### Text excerpt
⁂

Re: tomorrow's meeting

Neal Cardwell (cardwell@cs.washington.edu)
Fri, 15 May 1998 02:11:03 -0700 (PDT)

some questions, many of which may be answered by reading stuff i haven't
read, but some of which might make interesting measurements/simulations:

o today's 590s macroscopic paper suggests a particular model for tcp
behavior that suggests tcp is hypersensitive to loss. we could do some
http gets of typical web documents and see how far off from the model they
are. while doing this, are losses really still 5%, like paxson says they
were?

o a question: is TCP's crappy behavior today (as seen in the macroscopic
paper) caused by the additive increase being to anemic, the additive
increase not being gradually adaptive (a la Vegas), or the multiplicative
decrease being too drastic (and not being gradually adaptive somehow). we
could re-do the simulations from the macroscopic paper, modifying tcp to
look at these factors independently.

o more particular, but maybe well-known: why do we have the particular
constants for additive increase (one MSS per RTT) and multiplicative
decrease (cwnd=/2) that we do? the former seems to liberal and the latter
too conservative to me.

⁂

### Extracted data
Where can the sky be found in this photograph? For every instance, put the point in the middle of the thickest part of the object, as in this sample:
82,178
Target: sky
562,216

⁂

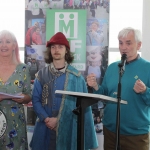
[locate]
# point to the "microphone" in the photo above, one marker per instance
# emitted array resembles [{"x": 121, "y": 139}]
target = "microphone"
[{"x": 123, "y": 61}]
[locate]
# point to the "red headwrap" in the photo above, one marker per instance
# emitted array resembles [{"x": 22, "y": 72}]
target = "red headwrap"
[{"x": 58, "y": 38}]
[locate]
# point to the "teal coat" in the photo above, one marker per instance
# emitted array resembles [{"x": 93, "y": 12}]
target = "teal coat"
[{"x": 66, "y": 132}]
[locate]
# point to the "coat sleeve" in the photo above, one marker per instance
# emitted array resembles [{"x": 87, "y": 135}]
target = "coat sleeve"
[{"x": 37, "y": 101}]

⁂

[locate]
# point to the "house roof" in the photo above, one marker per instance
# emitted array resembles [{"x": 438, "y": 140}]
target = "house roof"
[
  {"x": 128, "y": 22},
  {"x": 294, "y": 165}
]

⁂

### Complete the following
[A] Quote the TCP email from "o today's 590s" to "these factors independently.".
[B] According to the TCP email, what loss rate did Paxson report?
The rows have nothing to do with the TCP email.

### Answers to the exercise
[A]
o today's 590s macroscopic paper suggests a particular model for tcp
behavior that suggests tcp is hypersensitive to loss. we could do some
http gets of typical web documents and see how far off from the model they
are. while doing this, are losses really still 5%, like paxson says they
were?

o a question: is TCP's crappy behavior today (as seen in the macroscopic
paper) caused by the additive increase being to anemic, the additive
increase not being gradually adaptive (a la Vegas), or the multiplicative
decrease being too drastic (and not being gradually adaptive somehow). we
could re-do the simulations from the macroscopic paper, modifying tcp to
look at these factors independently.

[B] 5%